Please copy every line of the items below, requests included, adding 9 to each bounding-box coordinate in the answers.

- _Material to process_:
● ● ●

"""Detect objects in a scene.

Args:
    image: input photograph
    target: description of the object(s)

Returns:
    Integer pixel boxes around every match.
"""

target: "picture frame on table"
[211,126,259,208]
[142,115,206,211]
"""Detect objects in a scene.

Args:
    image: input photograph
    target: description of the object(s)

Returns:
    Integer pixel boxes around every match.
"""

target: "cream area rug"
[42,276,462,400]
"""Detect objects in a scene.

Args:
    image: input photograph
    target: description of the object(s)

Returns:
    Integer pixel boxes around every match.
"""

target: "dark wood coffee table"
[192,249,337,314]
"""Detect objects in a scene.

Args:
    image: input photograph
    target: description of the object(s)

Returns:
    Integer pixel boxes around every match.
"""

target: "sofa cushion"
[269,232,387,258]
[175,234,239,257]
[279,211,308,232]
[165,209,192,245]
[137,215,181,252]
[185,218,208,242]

● ● ●

- _Task result_:
"""Detect objects in a scene.

Args:
    image: input photograph
    target: description of the object(s)

Returns:
    Integer pixel boxes around every match.
"""

target: "picture frame on table"
[220,135,268,217]
[151,124,215,220]
"""Detect objects in a scene.

Args:
    image: input photograph
    target: description of the object(s)

Returns:
    Integer pixel boxes around every match.
"""

target: "cream area rug"
[51,285,471,409]
"""Detect objects in a scene.

Args:
    image: input photograph
    target: description of the object(s)

Returns:
    Integer pixel boxes around every match.
"""

target: "dark wood coffee table"
[201,258,346,323]
"""Detect objects in a scene.

Args:
    image: input photograph
    target: description of the object(s)

Returns:
    Integer pixel boxes around every match.
"""

target: "sofa cushion"
[278,241,396,267]
[184,243,248,266]
[288,220,317,241]
[174,218,201,254]
[146,224,190,261]
[194,227,217,251]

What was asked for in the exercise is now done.